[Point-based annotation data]
★ ★ ★ ★ ★ ★ ★

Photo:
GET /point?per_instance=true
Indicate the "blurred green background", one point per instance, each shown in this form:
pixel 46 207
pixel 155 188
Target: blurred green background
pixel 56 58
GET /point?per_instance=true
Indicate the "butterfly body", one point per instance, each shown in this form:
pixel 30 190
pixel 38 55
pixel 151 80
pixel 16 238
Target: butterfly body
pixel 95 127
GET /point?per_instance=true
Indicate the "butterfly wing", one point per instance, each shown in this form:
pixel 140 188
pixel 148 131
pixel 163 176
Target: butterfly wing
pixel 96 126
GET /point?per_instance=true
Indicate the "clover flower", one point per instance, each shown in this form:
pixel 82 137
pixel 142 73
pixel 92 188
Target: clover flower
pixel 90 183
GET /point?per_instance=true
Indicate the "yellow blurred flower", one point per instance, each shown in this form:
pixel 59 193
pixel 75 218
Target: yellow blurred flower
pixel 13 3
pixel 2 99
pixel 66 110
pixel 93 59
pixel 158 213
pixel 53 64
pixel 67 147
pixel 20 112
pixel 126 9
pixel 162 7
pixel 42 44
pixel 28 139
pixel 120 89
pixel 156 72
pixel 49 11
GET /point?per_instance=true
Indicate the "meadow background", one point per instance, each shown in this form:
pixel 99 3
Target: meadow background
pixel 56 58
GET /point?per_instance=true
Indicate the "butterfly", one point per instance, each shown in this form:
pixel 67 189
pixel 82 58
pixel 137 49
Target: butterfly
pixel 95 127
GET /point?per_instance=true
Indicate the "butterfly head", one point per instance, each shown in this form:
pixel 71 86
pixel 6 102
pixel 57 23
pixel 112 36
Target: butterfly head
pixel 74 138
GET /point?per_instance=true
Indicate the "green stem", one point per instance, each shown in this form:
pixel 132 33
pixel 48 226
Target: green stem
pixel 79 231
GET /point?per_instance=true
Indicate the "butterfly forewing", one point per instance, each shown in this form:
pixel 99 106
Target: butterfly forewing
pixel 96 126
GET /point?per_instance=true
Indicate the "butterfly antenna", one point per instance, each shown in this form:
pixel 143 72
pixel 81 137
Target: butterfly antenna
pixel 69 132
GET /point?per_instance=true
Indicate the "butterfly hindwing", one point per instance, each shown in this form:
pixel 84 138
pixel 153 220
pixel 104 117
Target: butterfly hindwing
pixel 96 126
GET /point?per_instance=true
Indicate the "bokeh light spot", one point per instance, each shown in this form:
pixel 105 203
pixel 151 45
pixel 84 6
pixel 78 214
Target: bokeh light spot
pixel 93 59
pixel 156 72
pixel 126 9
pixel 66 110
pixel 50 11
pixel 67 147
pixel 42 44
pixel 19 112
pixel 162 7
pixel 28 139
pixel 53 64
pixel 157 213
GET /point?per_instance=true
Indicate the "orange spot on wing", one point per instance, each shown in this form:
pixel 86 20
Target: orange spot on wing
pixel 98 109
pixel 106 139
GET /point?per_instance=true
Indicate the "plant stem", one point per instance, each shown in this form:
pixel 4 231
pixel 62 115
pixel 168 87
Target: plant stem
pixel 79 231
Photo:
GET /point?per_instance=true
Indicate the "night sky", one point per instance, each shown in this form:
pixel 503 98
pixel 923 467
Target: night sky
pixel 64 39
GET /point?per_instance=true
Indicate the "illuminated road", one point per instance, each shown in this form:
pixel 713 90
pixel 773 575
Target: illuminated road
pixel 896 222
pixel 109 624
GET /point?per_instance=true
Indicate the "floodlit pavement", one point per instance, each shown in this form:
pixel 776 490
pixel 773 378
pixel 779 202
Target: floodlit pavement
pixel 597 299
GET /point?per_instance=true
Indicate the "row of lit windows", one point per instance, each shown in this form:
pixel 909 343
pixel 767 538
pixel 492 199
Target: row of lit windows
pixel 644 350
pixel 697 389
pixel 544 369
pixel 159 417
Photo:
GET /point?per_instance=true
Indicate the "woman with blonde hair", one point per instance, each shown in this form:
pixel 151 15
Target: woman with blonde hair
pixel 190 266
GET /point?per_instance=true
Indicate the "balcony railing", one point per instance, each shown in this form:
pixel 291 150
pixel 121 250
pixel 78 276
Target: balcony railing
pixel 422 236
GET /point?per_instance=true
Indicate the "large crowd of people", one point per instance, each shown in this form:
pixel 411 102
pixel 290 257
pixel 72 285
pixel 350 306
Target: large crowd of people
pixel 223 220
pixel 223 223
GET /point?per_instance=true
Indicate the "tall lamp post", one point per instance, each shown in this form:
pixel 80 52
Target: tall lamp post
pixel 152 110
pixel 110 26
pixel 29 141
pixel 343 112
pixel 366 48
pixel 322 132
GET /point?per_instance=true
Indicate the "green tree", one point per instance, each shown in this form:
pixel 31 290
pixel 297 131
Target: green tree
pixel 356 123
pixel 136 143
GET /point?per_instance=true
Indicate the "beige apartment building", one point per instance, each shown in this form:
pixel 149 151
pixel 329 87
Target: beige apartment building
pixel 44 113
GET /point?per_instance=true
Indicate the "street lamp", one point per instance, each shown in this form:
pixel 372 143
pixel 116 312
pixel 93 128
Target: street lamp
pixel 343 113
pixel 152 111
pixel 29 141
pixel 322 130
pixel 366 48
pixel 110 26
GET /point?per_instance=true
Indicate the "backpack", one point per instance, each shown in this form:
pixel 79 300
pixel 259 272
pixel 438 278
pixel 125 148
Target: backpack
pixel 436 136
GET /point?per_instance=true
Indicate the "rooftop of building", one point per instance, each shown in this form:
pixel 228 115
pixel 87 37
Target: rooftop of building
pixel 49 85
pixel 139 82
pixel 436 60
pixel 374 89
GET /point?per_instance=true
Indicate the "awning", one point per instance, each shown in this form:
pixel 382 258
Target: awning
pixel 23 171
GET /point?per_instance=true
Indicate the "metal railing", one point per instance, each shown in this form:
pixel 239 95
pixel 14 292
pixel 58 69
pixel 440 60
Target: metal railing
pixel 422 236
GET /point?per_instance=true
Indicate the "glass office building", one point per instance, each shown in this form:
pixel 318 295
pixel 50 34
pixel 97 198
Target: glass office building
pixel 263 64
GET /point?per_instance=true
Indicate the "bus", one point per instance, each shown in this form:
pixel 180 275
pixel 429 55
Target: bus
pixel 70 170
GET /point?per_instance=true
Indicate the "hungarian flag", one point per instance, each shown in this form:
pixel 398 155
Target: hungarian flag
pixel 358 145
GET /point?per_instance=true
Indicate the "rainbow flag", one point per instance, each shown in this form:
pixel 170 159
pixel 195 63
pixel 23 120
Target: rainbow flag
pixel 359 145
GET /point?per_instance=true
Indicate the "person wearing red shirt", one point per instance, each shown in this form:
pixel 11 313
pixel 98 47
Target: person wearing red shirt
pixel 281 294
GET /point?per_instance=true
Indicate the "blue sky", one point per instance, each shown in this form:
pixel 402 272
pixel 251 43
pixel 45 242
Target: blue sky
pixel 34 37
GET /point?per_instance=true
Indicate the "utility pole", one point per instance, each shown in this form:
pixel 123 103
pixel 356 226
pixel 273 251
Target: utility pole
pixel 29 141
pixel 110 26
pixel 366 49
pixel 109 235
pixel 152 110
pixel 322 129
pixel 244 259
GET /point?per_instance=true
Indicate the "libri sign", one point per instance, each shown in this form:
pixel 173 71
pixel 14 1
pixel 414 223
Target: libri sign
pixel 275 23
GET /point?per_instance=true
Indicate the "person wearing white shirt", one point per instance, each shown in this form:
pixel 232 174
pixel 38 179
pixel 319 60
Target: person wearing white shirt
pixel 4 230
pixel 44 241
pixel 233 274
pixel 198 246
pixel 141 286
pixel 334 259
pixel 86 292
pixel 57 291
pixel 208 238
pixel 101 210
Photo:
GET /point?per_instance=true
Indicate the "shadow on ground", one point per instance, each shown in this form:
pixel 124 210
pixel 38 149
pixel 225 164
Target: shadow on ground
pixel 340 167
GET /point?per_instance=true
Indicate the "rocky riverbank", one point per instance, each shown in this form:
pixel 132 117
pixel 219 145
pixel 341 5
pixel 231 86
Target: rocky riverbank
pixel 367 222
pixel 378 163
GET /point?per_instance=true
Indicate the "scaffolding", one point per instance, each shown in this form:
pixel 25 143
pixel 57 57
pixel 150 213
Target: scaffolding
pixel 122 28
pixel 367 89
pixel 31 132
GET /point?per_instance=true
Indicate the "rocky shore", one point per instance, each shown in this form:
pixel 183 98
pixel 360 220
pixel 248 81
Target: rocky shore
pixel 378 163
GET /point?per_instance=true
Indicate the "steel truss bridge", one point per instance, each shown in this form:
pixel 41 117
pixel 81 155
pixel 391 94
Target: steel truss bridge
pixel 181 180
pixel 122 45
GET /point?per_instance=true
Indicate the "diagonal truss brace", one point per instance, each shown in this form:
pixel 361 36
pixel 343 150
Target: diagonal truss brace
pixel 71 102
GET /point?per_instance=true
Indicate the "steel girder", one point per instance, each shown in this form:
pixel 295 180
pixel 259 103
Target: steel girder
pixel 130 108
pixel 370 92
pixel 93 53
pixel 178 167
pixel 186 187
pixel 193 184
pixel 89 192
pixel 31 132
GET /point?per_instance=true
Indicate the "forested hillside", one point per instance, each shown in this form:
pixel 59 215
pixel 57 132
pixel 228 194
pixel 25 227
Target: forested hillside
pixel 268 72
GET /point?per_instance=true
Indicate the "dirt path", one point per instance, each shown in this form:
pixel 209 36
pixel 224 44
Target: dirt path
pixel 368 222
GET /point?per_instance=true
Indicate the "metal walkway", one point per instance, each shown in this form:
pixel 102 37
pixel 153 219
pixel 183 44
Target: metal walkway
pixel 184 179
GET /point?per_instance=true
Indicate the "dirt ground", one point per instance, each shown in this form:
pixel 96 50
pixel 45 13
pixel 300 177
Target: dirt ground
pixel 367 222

★ ★ ★ ★ ★ ★ ★

# GOAL
List every line in the entries above that contains the word "blonde".

# TASK RESPONSE
Indicate the "woman with blonde hair", one point per instance, each shown in this form:
Target: woman with blonde hair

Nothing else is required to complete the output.